## Action item
Output the entries exactly.
------ Supplied data
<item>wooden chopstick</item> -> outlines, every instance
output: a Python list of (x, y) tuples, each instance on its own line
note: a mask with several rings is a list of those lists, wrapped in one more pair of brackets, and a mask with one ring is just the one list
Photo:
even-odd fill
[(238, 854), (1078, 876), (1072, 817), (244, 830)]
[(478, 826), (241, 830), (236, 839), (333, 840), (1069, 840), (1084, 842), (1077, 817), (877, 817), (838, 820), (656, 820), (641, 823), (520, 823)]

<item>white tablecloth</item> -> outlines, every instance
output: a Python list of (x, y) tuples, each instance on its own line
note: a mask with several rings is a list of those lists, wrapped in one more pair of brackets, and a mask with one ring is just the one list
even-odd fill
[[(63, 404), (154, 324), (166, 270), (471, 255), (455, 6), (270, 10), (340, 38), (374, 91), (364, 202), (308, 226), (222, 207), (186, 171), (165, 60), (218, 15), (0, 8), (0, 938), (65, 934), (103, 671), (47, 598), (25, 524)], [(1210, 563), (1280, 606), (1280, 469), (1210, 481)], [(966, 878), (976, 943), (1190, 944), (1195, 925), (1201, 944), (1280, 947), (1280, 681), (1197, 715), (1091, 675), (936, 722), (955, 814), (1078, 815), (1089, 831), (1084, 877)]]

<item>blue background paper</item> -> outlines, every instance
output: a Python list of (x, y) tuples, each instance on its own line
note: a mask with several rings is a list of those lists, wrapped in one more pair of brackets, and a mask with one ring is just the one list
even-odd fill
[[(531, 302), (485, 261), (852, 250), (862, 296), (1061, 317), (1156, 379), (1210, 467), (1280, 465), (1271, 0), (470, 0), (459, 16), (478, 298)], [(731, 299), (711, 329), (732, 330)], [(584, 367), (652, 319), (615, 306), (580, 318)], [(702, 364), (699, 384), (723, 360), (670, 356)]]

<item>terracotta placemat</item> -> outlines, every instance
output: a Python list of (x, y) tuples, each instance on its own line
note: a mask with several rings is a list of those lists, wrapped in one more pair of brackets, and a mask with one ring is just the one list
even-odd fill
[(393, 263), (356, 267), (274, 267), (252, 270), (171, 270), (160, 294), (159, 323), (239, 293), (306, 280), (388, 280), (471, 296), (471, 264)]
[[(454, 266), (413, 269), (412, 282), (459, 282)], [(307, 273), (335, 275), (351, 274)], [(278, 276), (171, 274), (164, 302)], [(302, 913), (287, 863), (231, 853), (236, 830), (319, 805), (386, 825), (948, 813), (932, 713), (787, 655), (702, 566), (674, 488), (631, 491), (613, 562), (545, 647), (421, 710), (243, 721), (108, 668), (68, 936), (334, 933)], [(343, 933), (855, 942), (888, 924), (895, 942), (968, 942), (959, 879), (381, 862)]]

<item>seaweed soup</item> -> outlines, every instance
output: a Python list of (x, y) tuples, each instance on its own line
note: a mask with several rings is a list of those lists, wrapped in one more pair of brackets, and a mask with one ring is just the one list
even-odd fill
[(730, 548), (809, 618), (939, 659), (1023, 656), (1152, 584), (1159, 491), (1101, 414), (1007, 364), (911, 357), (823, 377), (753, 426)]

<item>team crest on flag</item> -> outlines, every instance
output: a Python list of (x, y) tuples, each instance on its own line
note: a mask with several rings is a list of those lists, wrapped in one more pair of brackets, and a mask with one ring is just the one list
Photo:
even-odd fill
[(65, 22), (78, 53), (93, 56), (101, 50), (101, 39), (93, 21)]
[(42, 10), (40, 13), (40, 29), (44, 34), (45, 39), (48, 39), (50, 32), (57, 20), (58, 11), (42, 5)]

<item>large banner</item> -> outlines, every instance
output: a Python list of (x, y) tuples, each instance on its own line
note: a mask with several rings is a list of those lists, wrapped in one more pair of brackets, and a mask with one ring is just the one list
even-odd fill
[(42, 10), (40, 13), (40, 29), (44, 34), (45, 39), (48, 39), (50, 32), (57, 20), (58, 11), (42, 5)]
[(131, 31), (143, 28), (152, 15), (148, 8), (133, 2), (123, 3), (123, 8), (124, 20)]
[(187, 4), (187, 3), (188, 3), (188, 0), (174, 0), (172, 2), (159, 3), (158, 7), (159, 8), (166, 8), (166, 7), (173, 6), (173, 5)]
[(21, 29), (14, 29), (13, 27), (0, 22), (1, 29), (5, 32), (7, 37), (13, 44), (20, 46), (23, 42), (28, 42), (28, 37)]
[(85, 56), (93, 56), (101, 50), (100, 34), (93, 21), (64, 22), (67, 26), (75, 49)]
------------
## Expected answer
<item>wooden chopstick</item> -> outlines, every instance
output: a Python list of (x, y) tuples, each instance on its own line
note: a mask with several rings is a list of those lists, wrapped in one more pair of brackets, and a mask with one ring is just the one list
Photo:
even-odd fill
[(238, 854), (1078, 876), (1072, 817), (244, 830)]
[(478, 826), (241, 830), (236, 839), (333, 840), (1069, 840), (1084, 842), (1077, 817), (877, 817), (838, 820), (656, 820), (641, 823), (520, 823)]

<item>white tablecloth</item> -> outlines, every instance
output: a Python list of (x, y) tuples, each instance on its own line
note: a mask with several rings is a list of those lists, wrapped in one more pair of brackets, and a mask with one ring is just the one list
even-odd fill
[[(63, 404), (154, 324), (166, 270), (471, 255), (455, 6), (270, 10), (340, 38), (374, 91), (364, 202), (308, 226), (222, 207), (186, 171), (165, 60), (218, 15), (0, 8), (0, 938), (65, 934), (103, 671), (47, 598), (25, 524)], [(1210, 563), (1280, 606), (1280, 469), (1210, 481)], [(966, 878), (976, 943), (1190, 944), (1195, 925), (1201, 944), (1280, 947), (1280, 681), (1197, 715), (1091, 675), (936, 722), (955, 814), (1078, 815), (1089, 831), (1084, 877)]]

<item>blue background paper</item> -> outlines, every instance
output: a Python list of (x, y) tuples, each instance on its own line
note: a mask with several rings is a list of those lists, wrapped in one more pair of brackets, and a mask with one ring is just the one list
even-odd fill
[[(531, 302), (485, 261), (852, 250), (862, 296), (1061, 317), (1156, 379), (1210, 467), (1280, 465), (1271, 0), (470, 0), (459, 16), (478, 298)], [(731, 299), (711, 329), (732, 330)], [(584, 367), (652, 319), (615, 306), (580, 318)], [(702, 364), (699, 384), (723, 360), (670, 356)]]

<item>terracotta placemat</item> -> outlines, every instance
output: a Python list of (x, y) tuples, each instance on its own line
note: a mask with several rings is a list of those lists, wrapped in one more pair of brackets, and a mask with one ring is just the one list
even-odd fill
[(393, 263), (356, 267), (274, 267), (252, 270), (171, 270), (160, 294), (159, 323), (239, 293), (306, 280), (388, 280), (471, 296), (471, 264)]
[[(454, 266), (413, 269), (412, 282), (459, 282)], [(307, 273), (335, 275), (351, 274)], [(278, 276), (171, 274), (164, 302)], [(302, 913), (287, 863), (231, 853), (236, 830), (319, 805), (386, 825), (948, 813), (932, 713), (787, 655), (702, 566), (674, 488), (631, 491), (613, 562), (545, 647), (421, 710), (243, 721), (108, 668), (68, 936), (334, 933)], [(343, 933), (855, 942), (888, 924), (895, 942), (968, 942), (959, 879), (381, 862)]]

<item>seaweed soup</item> -> outlines, every instance
output: a Python list of (x, y) tuples, each instance on its own line
note: a mask with several rings is a list of those lists, wrapped in one more pair of brackets, and a mask with one ring is just the one list
even-odd fill
[(730, 548), (809, 618), (939, 659), (1023, 656), (1152, 584), (1159, 491), (1101, 414), (1007, 364), (911, 357), (823, 377), (753, 426)]

<item>team crest on flag</item> -> outlines, every instance
output: a Python list of (x, y) tuples, each instance on its own line
note: a mask with several rings is a list of those lists, wrapped in one more pair of brackets, and a mask with one ring is just the one list
Photo:
even-odd fill
[(65, 22), (78, 53), (93, 56), (101, 50), (101, 39), (93, 21)]
[(42, 10), (40, 13), (40, 29), (44, 34), (45, 39), (48, 39), (50, 32), (57, 20), (58, 11), (42, 5)]

<item>large banner</item> -> outlines, every instance
output: a Python list of (x, y) tuples, each instance on its own line
note: a mask with several rings is a list of those lists, wrapped in one more pair of brackets, and a mask with one ring is just the one list
even-odd fill
[(42, 10), (40, 13), (40, 29), (44, 34), (45, 39), (48, 39), (50, 32), (57, 20), (58, 11), (42, 5)]
[(131, 31), (143, 28), (152, 15), (148, 8), (133, 2), (123, 3), (123, 8), (124, 20)]
[(187, 4), (187, 3), (188, 3), (188, 0), (174, 0), (172, 2), (159, 3), (158, 7), (159, 8), (166, 8), (166, 7), (173, 6), (173, 5)]
[(21, 29), (14, 29), (13, 27), (0, 22), (1, 29), (5, 32), (7, 37), (13, 44), (20, 46), (23, 42), (28, 42), (28, 37)]
[(85, 56), (93, 56), (101, 50), (100, 34), (93, 21), (64, 22), (67, 26), (75, 49)]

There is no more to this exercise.